[Te beoordelen tekst]
******************************

Het UU-bestuur overlegt met faculteiten hoe de groei van het aantal studenten afgeremd kan worden. Eerder werd alaangegeven dat het niet mogelijk is om nieuwe gebouwen neer te zetten, als de universiteit tenminste niet meer dan het afgesproken maximum van 15 procent van de omzet aan huisvesting wil uitgeven. Het UU-bestuur denkt dat  online onderwijsuitkomst kan bieden.

Ook moeten docenten en studenten af en toe bereid zijn om in de avonduren college te geven en te volgen. Om te beginnen tussen 17 en 19, een regulier tijdslot in de UU-roostering, maar wellicht ook later op de avond.

Deze maand bleek dat er bij docenten van de Uithof-faculteiten grote zorgen hierover zijn. Bij Bètawetenschapen en Sociale Wetenschappen uitten raadsleden de vrees dat het gebrek aan collegezalen gaat leiden tot een hogere werkdruk, een nog grotere onbalans tussen werk en privé voor docenten, en mogelijk ook kwaliteitsverlies in het onderwijs.

Extra werk voor docenten
Suzan Ruijtenberg, raadslid bij Bètawetenschappen, vroeg zich tijdens een vergadering af of het feitelijke ruimtegebrek niet nog groter is dan de universiteit denkt. In een toelichting aan DUB legt ze uit dat veel docenten hun onderwijs nu al omgooien, groepen opknippen of online alternatieven verzinnen (“en geen docent geeft liever online college”) omdat ze het idee hebben dat er toch geen onderwijslokalen beschikbaar zijn.

******************************

[Gegeven lijst]

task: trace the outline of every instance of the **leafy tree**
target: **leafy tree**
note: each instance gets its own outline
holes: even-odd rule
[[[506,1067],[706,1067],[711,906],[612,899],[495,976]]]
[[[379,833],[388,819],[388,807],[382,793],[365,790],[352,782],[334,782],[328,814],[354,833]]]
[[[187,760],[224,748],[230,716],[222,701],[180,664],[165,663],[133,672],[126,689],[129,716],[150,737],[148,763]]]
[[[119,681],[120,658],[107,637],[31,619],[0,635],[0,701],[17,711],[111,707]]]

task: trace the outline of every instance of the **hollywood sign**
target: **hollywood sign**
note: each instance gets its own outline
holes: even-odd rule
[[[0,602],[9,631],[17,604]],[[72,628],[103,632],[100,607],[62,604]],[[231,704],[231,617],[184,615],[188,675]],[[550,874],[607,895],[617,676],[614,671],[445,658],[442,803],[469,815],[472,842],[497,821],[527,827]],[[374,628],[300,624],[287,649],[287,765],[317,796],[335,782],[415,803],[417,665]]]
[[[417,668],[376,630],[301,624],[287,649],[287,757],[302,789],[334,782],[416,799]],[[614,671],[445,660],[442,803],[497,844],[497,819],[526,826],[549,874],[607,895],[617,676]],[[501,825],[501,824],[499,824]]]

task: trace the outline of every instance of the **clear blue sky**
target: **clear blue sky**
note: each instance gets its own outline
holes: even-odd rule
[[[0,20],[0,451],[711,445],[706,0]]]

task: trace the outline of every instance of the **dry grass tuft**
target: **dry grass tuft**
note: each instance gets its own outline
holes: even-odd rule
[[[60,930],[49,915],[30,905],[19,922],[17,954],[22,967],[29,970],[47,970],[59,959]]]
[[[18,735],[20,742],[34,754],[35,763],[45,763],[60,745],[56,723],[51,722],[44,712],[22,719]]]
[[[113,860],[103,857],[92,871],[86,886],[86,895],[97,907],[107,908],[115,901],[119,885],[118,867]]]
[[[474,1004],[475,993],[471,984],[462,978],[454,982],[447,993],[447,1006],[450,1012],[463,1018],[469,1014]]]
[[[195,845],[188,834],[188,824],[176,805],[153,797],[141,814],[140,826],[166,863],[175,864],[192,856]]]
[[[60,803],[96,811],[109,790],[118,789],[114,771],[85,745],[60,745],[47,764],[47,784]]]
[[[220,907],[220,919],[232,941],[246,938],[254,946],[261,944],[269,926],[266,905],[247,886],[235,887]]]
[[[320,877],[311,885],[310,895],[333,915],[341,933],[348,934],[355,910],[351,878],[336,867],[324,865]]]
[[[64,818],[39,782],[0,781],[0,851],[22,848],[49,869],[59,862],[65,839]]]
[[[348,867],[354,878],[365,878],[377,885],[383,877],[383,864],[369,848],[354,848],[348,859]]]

******************************

[Opdracht 1] Neem het deel van de tekst over de studentengroei tussen "Extra werk voor" en "onderwijslokalen beschikbaar zijn.", beide inbegrepen, opnieuw op en vervang daarin "vergadering" door "bijeenkomst".
[Opdracht 2]
Beantwoord de volgende vragen over de tekst over de studentengroei.
(a) Welk maximumpercentage van de omzet wil de universiteit volgens de afspraak aan huisvesting uitgeven?
(b) Tussen welke uren ligt het reguliere tijdslot in de avond in de UU-roostering?
(c) Bij welke faculteit is Suzan Ruijtenberg raadslid?
[Opdracht 3] Noem alle gevolgen die raadsleden volgens de tekst over de studentengroei vrezen door het gebrek aan collegezalen.
Baseer je uitsluitend op de tekst over de studentengroei en niet op de lijst.

[Verwacht resultaat 1]
Extra werk voor docenten
Suzan Ruijtenberg, raadslid bij Bètawetenschappen, vroeg zich tijdens een bijeenkomst af of het feitelijke ruimtegebrek niet nog groter is dan de universiteit denkt. In een toelichting aan DUB legt ze uit dat veel docenten hun onderwijs nu al omgooien, groepen opknippen of online alternatieven verzinnen (“en geen docent geeft liever online college”) omdat ze het idee hebben dat er toch geen onderwijslokalen beschikbaar zijn.

[Verwacht resultaat 2]
(a) 15 procent
(b) Tussen 17 en 19 uur
(c) Bètawetenschappen

[Verwacht resultaat 3]
- een hogere werkdruk
- een nog grotere onbalans tussen werk en privé voor docenten
- mogelijk kwaliteitsverlies in het onderwijs